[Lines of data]
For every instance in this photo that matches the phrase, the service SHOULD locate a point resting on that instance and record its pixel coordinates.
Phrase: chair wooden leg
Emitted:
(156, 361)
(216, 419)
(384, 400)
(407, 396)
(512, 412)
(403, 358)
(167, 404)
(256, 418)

• _Problem details_
Rewrite the listing above, changing "Emitted" to "Returned" and leaving everything else the same.

• _Right answer_
For every instance in this photo that matches the phrase, the service SHOULD locate a point resting on that instance and record its pixel coordinates.
Phrase: chair wooden leg
Returned:
(156, 361)
(216, 419)
(384, 400)
(407, 396)
(512, 412)
(403, 358)
(167, 404)
(256, 418)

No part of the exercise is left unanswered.